Consigne: Reproduisez le passage du texte sur la socio-esthétique de "Depuis une bonne" à "par l’ARS OI.", en changeant "aide-soignant" en "infirmier".

Depuis une bonne dizaine d’années, l’annonce du cancer n’est plus assénée de manière brute : " Le médecin est souvent accompagné d’un psychologue et notre équipe de socio-esthétique est aussi mobilisée. La prise en charge est désormais pluridisciplinaire ", explique Guillaume Kichenama, président de l’association Un autre regard. En 2003, alors que cet aide-soignant d'origine réunionnaise travaillait à Créteil, il a eu l’occasion de se former en socio-esthétique. " Quatre ans plus tard, j’ai été repéré à l’APHP par un médecin réunionnais. " D’où sa mutation en 2007 à l’Ile de La Réunion, dans le cadre du plan Cancer mis en place par l’ARS OI.

Agent hospitalier, Guillaume Kichenama intervient au CHU et à la Clinique Sainte-Clotilde :" Nous travaillons sur la restauration de l'image corporelle, un chemin qui peut être très douloureux après un traitement ou une opération. Pas seulement auprès des femmes, les hommes ont aussi besoin de reprendre confiance en eux pendant un traitement contre le cancer. Prodiguer des soins à quelqu'un redonne de la valeur au corps ", précise-t-il.

Depuis 2007, Guillaume Kichenama a eu l’occasion de former 13 socio-esthéticiennes. " Ce sont des esthéticiennes D.E., qui font une année de spécialisation pour pouvoir prendre en charge des patients sur le côté esthétique. "

Partie intégrante de l'équipe soignante

Pour les femmes qui subi une ablation du sein, le rôle de l'accompagnant en socio-esthétique est crucial : "Nous participons même à la consultation d'annonce, dans l'accompagnement du patient sur les effets secondaires des traitements et cela afin mettre en place les outils esthétiques et cosmétiques adaptés à chaque patiente. Ensuite, je les conseille aussi pour le choix d'une prothèse externe, en attendant la reconstruction mammaire. Les aider à se projeter dans leur silhouette transformée est une mission motivante. Il faut leur montrer qu'elles sont belles, qu'il existe des artifices efficaces, comme les prothèses externes du sein et les perruques, pour compenser les effets de la maladie et des traitements en attendant la reconstruction mammaire et la repousse des cheveux. "

Données:
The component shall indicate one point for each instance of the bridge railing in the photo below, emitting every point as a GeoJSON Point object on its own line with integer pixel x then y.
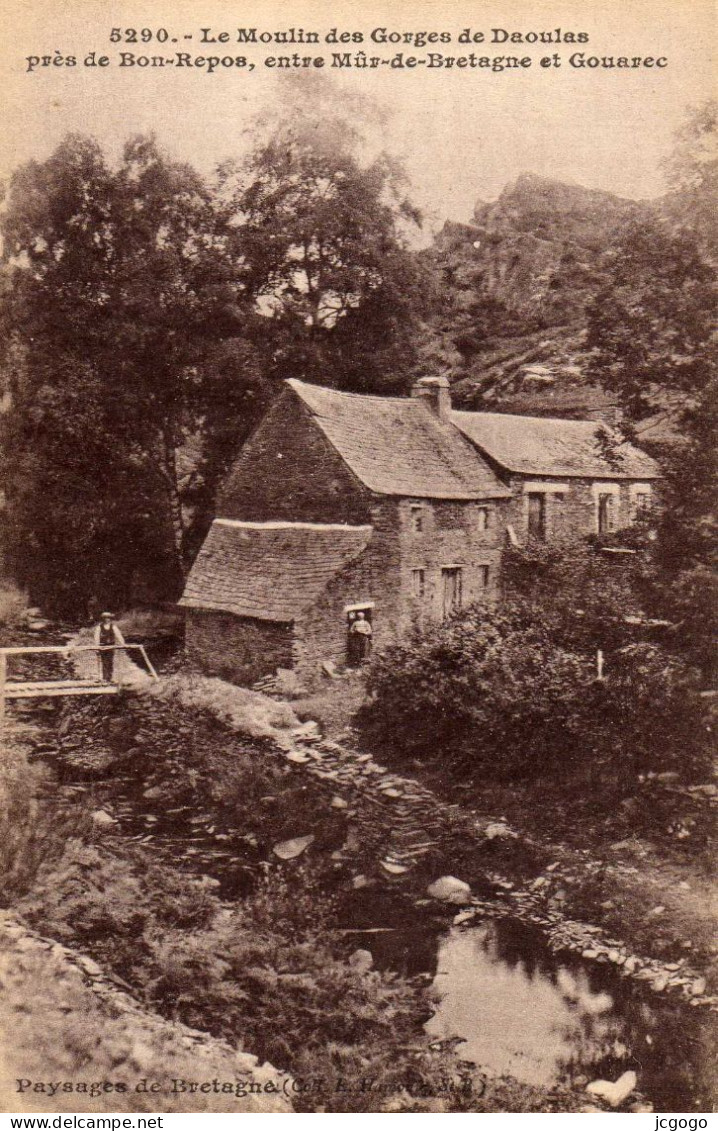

Résultat:
Depuis une bonne dizaine d’années, l’annonce du cancer n’est plus assénée de manière brute : " Le médecin est souvent accompagné d’un psychologue et notre équipe de socio-esthétique est aussi mobilisée. La prise en charge est désormais pluridisciplinaire ", explique Guillaume Kichenama, président de l’association Un autre regard. En 2003, alors que cet infirmier d'origine réunionnaise travaillait à Créteil, il a eu l’occasion de se former en socio-esthétique. " Quatre ans plus tard, j’ai été repéré à l’APHP par un médecin réunionnais. " D’où sa mutation en 2007 à l’Ile de La Réunion, dans le cadre du plan Cancer mis en place par l’ARS OI.